Reproduce the data below, substituting "Could you please mark" for every occurrence of "Would you mind tagging" and leaving all else unchanged.

## Stored data
— BEGIN —

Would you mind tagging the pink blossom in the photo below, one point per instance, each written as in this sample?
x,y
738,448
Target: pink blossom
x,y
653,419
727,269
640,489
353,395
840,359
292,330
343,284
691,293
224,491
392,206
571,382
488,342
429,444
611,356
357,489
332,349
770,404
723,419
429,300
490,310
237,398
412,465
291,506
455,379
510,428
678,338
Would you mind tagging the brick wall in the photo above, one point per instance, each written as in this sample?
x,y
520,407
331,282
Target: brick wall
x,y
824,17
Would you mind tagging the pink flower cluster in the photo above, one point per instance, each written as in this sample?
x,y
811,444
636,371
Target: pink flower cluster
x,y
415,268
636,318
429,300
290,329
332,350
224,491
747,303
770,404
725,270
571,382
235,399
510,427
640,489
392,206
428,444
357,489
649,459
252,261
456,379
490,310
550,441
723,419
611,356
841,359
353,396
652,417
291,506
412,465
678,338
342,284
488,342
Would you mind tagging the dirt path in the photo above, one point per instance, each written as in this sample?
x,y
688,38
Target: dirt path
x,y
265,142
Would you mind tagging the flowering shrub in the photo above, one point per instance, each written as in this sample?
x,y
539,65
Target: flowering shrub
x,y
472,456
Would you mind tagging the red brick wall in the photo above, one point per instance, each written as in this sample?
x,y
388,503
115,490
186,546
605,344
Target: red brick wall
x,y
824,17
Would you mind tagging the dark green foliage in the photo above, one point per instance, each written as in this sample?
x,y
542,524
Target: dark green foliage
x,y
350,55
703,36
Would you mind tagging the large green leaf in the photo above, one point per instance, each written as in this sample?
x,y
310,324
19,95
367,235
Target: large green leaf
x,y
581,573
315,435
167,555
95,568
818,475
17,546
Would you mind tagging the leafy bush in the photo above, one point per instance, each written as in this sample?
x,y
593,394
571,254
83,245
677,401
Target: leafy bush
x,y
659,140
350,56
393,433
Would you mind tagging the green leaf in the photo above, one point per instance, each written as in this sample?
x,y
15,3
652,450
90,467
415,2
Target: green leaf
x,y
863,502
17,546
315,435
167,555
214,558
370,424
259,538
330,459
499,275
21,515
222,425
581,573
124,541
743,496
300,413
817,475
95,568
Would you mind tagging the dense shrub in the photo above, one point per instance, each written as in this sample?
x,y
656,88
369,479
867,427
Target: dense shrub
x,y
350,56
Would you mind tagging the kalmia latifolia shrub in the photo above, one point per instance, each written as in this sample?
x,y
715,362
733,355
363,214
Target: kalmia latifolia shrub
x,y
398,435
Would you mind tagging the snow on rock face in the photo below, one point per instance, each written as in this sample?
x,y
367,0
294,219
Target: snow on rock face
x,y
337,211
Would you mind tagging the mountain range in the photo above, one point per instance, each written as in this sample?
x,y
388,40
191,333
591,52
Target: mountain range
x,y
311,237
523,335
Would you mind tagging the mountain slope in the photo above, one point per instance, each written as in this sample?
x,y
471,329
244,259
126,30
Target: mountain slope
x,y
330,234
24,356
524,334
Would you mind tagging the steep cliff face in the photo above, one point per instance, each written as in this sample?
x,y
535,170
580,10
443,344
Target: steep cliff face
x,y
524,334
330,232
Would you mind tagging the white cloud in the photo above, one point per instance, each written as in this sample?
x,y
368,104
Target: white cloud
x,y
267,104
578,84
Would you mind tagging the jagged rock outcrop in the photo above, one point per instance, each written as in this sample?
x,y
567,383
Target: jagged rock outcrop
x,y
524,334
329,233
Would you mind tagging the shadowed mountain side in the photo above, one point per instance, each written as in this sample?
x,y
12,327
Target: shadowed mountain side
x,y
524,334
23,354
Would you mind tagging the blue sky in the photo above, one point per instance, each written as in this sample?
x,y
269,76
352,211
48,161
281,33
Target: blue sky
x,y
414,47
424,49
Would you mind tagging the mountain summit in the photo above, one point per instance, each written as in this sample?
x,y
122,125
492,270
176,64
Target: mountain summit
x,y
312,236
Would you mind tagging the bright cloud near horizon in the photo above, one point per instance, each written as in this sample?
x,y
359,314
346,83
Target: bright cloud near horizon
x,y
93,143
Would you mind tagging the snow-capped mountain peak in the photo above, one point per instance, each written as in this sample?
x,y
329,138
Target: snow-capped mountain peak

— END —

## Solved problem
Could you please mark the pink blossom in the photo below, one point per instance, each written as in this sample?
x,y
738,448
Target: pink blossom
x,y
653,419
727,269
640,489
353,395
840,359
292,330
343,284
691,293
224,491
392,206
571,382
488,342
429,444
611,356
357,489
332,349
770,404
723,419
429,300
490,310
237,398
412,465
291,506
455,379
510,428
678,338
Could you please mark the brick wall in the photo above, one point per instance, each written as in this sample?
x,y
520,407
331,282
Target: brick wall
x,y
824,17
Could you please mark the pink flower cluster in the photo above, one point per instance, each written as in this sample?
x,y
811,444
636,371
Target: pink flower cluster
x,y
415,268
636,318
429,300
290,329
332,350
224,491
747,303
770,404
725,270
571,382
235,399
510,427
640,489
392,206
428,444
357,489
649,459
252,261
456,379
490,310
550,441
723,419
611,356
841,359
353,396
652,417
291,506
412,465
678,338
342,284
488,342
Could you please mark the dirt path in the photo above, one point per instance, each written as in this sample?
x,y
688,38
Target: dirt path
x,y
265,142
Could you please mark the flowering shrub in the photo above, one point per instance, each written as in this sample?
x,y
539,65
Target: flowering shrub
x,y
472,456
Could you please mark the red brick wall in the photo above, one point per instance, each written as in this sample?
x,y
388,503
115,490
186,546
605,344
Target: red brick wall
x,y
824,17
Could you please mark the dark green foliage in the photo above, one point per instance, each written as in this sample?
x,y
542,524
Target: dark green foliage
x,y
350,55
703,36
Could you please mark the large green leaf in the photo above, one point per instance, each written as in this sample?
x,y
310,324
19,95
367,235
Target: large green leaf
x,y
581,573
315,435
167,555
95,568
818,475
17,546
Could you please mark the leafy bush in the photo above, one point per instance, each written as in this sample?
x,y
593,394
571,254
83,245
677,401
Target: leafy bush
x,y
659,140
350,56
393,433
Could you please mark the green leaf in the photo above, one point per instance, each written as in this sample?
x,y
15,3
652,450
90,467
415,2
Target: green leaf
x,y
863,502
17,546
315,435
167,555
214,558
370,424
259,538
330,459
499,275
21,515
222,425
581,573
124,541
743,496
300,413
817,475
95,568
Could you please mark the dense shrub in the photo above, one point per instance, each written as in this sample?
x,y
656,88
369,479
867,427
Target: dense shrub
x,y
350,56
Could you please mark the kalmia latifolia shrub in the photo above, one point per instance, each written as in this sample?
x,y
715,362
733,355
363,214
Target: kalmia latifolia shrub
x,y
398,435
Could you please mark the snow on rock face in the photo below, one point per instance, each written as in this sample?
x,y
367,0
294,219
Target: snow on rock face
x,y
337,211
Could you please mark the mountain range in the photo above, one point per instance, each written as in this sample?
x,y
388,40
191,333
591,52
Target: mountain range
x,y
311,237
523,335
Could you please mark the mountain slope in the photo above, one point per instance, each written as in this sample?
x,y
471,329
244,259
126,30
Target: mountain slope
x,y
330,234
24,356
524,334
Could you please mark the steep cliff face in the photo above, one point per instance, each written as in this sample?
x,y
535,170
580,10
443,344
Target: steep cliff face
x,y
524,334
330,232
Could you please mark the white cloud in the photo above, one point per instance, each written as in this sample?
x,y
368,104
Target: white cloud
x,y
267,104
578,84
Could you please mark the jagged rock outcrop in the photo above, one point per instance, each written as in this sample?
x,y
567,383
Target: jagged rock outcrop
x,y
524,334
329,233
Could you please mark the shadowed mountain side in the photo above, one point per instance, each written as in this sample?
x,y
12,327
Target: shadowed mountain side
x,y
524,334
23,354
Could you please mark the blue sky in the photo above, one point per instance, each written as in this sample?
x,y
269,76
352,211
48,161
281,33
Target: blue sky
x,y
414,47
424,49
Could you please mark the mountain summit in the photo above, one point per instance, each written as in this sample?
x,y
122,125
492,270
176,64
Target: mountain summit
x,y
312,236
Could you please mark the bright cloud near horizon in the photo above, one point per instance, each written as in this sample?
x,y
359,314
346,83
Target: bright cloud near horizon
x,y
93,143
Could you please mark the snow-capped mountain peak in the photo above, one point per instance, each written as in this sample?
x,y
329,138
Target: snow-capped mountain peak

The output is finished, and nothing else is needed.